**DATA SUPPLIED**
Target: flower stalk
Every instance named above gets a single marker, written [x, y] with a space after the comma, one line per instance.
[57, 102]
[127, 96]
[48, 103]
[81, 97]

**ASSIGNED TASK**
Nothing in the records should differ from the original when you retype them.

**RESPONSE TO THIS EXERCISE**
Target: flower stalk
Every instance named above gets a single marker, written [x, y] with a space after the comma, one line per instance.
[57, 102]
[127, 96]
[48, 103]
[81, 97]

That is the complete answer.